Task goal: Once the line containing "Where can the dirt" is found, return it and every line that follows, up to and including the final line of the material, exactly as written.

Stored data:
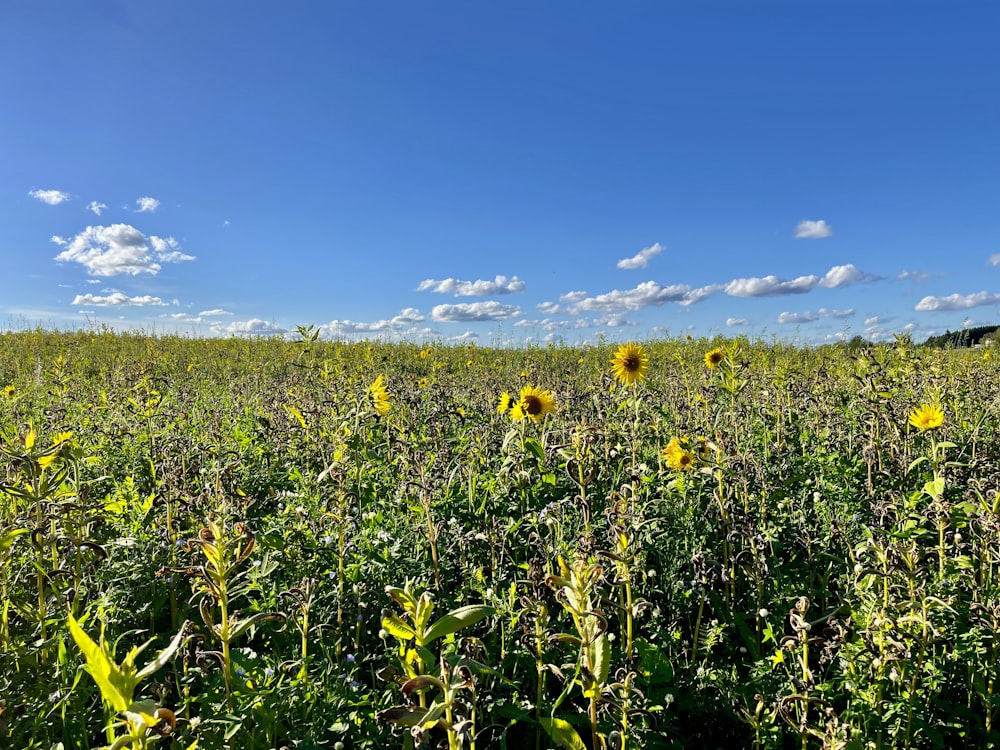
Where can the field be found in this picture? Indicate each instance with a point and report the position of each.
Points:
(333, 545)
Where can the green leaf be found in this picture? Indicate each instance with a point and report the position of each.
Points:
(600, 652)
(8, 539)
(163, 657)
(242, 625)
(115, 685)
(935, 487)
(404, 717)
(397, 628)
(456, 620)
(535, 448)
(562, 733)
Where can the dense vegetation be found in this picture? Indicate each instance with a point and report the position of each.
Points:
(964, 338)
(753, 546)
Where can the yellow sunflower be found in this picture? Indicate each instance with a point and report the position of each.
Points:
(714, 358)
(629, 364)
(504, 404)
(533, 404)
(677, 456)
(379, 396)
(927, 417)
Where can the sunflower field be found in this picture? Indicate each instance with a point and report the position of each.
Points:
(294, 543)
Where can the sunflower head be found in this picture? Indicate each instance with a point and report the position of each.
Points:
(533, 404)
(629, 363)
(504, 404)
(927, 417)
(714, 358)
(379, 397)
(677, 455)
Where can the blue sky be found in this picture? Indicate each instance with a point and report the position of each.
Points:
(501, 172)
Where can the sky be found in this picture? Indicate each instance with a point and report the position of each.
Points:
(506, 173)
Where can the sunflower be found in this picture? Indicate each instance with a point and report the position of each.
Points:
(504, 404)
(927, 417)
(533, 404)
(379, 396)
(629, 364)
(677, 456)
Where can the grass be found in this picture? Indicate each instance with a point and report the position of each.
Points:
(349, 545)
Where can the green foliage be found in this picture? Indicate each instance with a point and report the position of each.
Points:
(800, 569)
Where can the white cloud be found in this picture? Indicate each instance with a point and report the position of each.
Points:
(146, 205)
(809, 317)
(697, 295)
(406, 317)
(846, 275)
(770, 286)
(479, 288)
(806, 317)
(812, 230)
(52, 197)
(641, 259)
(116, 299)
(957, 302)
(474, 311)
(252, 327)
(646, 294)
(119, 248)
(546, 324)
(917, 276)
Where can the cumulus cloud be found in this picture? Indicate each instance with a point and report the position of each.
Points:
(479, 288)
(406, 317)
(474, 311)
(52, 197)
(119, 249)
(116, 299)
(846, 275)
(646, 294)
(806, 317)
(809, 317)
(252, 327)
(917, 276)
(146, 205)
(957, 302)
(641, 259)
(545, 324)
(812, 230)
(770, 286)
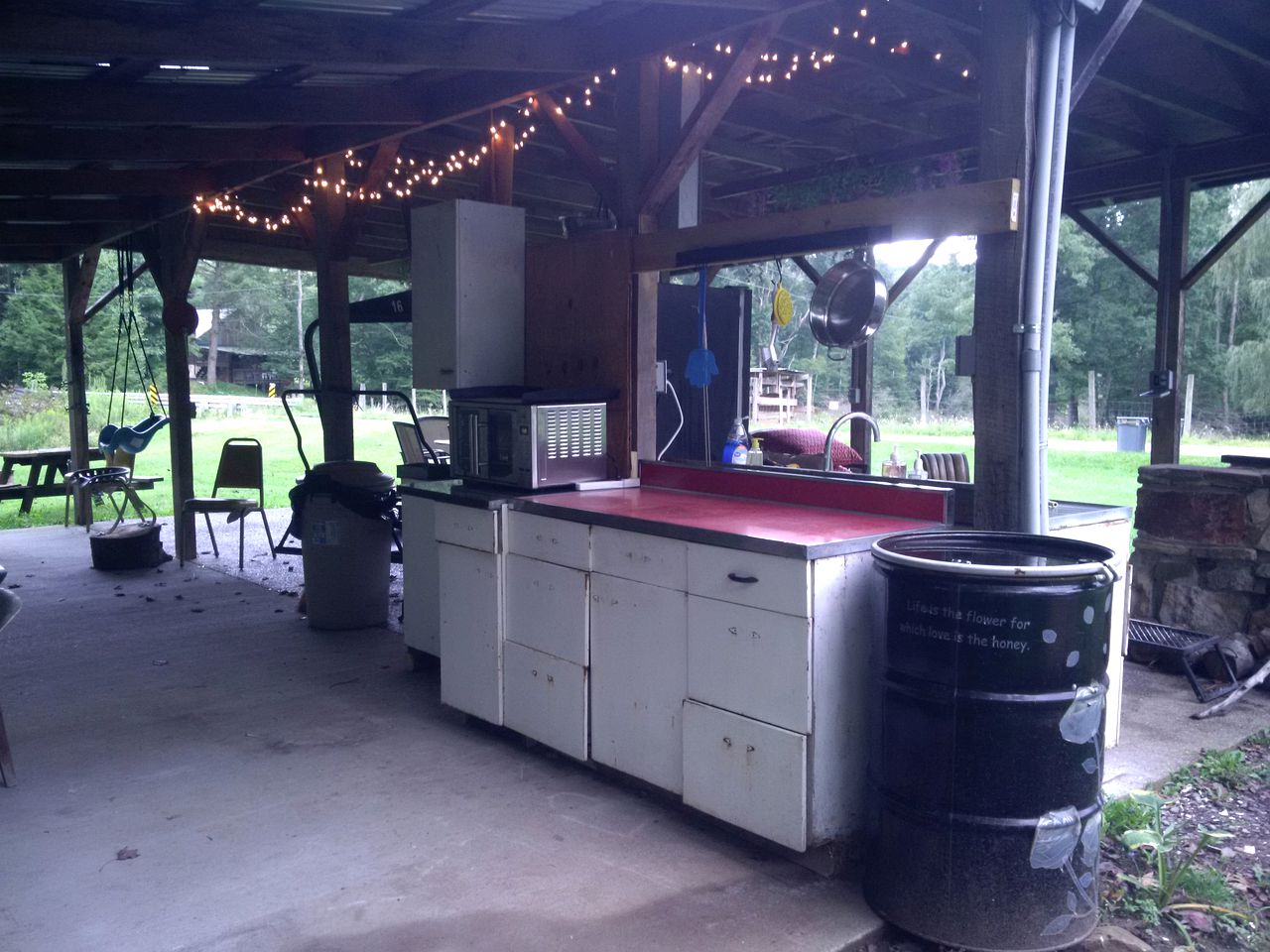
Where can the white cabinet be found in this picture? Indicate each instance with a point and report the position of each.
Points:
(746, 772)
(470, 598)
(421, 569)
(767, 581)
(548, 608)
(638, 678)
(545, 698)
(471, 631)
(556, 540)
(752, 661)
(633, 555)
(467, 295)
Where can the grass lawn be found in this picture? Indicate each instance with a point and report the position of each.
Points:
(1082, 475)
(373, 436)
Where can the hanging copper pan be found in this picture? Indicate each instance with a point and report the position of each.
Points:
(847, 304)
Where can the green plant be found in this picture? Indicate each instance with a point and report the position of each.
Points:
(35, 380)
(1121, 815)
(1225, 770)
(1175, 874)
(1166, 851)
(1202, 884)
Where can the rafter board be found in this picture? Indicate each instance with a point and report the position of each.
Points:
(979, 208)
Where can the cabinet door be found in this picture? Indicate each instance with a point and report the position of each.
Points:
(748, 774)
(545, 698)
(751, 661)
(421, 585)
(471, 631)
(639, 678)
(547, 608)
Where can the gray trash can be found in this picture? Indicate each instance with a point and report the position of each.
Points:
(347, 544)
(1130, 433)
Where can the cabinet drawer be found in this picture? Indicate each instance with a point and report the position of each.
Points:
(466, 526)
(749, 579)
(545, 698)
(748, 774)
(548, 608)
(752, 661)
(471, 631)
(550, 539)
(633, 555)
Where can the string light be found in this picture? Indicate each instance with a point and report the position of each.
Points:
(435, 175)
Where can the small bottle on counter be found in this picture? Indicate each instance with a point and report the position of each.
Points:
(754, 457)
(737, 447)
(893, 467)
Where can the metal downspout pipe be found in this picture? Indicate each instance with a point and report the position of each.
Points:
(1058, 175)
(1047, 185)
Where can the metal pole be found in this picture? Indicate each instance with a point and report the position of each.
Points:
(300, 327)
(1038, 223)
(1058, 163)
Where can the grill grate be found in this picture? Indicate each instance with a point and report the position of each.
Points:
(1188, 647)
(1162, 636)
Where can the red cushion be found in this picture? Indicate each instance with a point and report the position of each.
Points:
(799, 440)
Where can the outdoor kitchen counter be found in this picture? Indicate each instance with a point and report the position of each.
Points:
(766, 512)
(748, 525)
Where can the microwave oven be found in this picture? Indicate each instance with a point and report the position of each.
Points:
(530, 445)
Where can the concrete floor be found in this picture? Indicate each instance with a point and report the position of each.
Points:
(302, 791)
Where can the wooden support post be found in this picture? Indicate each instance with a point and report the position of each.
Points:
(861, 399)
(638, 109)
(1191, 405)
(334, 357)
(636, 139)
(76, 286)
(327, 232)
(172, 252)
(1093, 400)
(1007, 134)
(499, 167)
(1170, 315)
(706, 117)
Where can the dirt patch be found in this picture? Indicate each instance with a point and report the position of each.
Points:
(1227, 792)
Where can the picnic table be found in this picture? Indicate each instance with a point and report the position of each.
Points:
(49, 463)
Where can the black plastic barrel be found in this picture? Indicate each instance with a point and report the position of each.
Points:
(987, 749)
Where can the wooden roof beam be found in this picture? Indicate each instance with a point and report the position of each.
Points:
(583, 154)
(1201, 21)
(1107, 28)
(1175, 98)
(166, 144)
(705, 118)
(128, 184)
(197, 33)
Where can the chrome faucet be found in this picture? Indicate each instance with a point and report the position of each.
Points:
(853, 416)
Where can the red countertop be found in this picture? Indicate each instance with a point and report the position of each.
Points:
(775, 522)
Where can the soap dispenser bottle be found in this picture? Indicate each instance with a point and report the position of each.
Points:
(737, 447)
(893, 467)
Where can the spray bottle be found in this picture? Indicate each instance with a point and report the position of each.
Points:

Solution for this task:
Where can the dirt patch be found in this picture? Indicate each instance with a point and report the position of each.
Points:
(1227, 792)
Where can the picnic table be found in this picture? Indicate each instance with a point and report the position of each.
Points:
(49, 463)
Where can the black plastic barrel be found in this picture? Indicate each instance with a point and report the position of each.
Points:
(987, 749)
Where can the wooden roof beam be found in this picture? Indicate each instance with a point and report the position of each.
Points:
(583, 154)
(1201, 21)
(1107, 28)
(1175, 98)
(166, 144)
(705, 118)
(128, 184)
(197, 33)
Where can the chrome faucet be found in this picture? Indicate each instance with a point and report the position of each.
Points:
(853, 416)
Where can the red countertop be found in this picture? Indicate each instance with a point and report the position of each.
Points:
(775, 522)
Where can the soap dispenser bottle be found in this picture? Indicate each instance with a point and report the position of each.
Points:
(737, 447)
(893, 467)
Where can the spray bottle be found in this picture? Indicate each instance with a point and report the position of each.
Points:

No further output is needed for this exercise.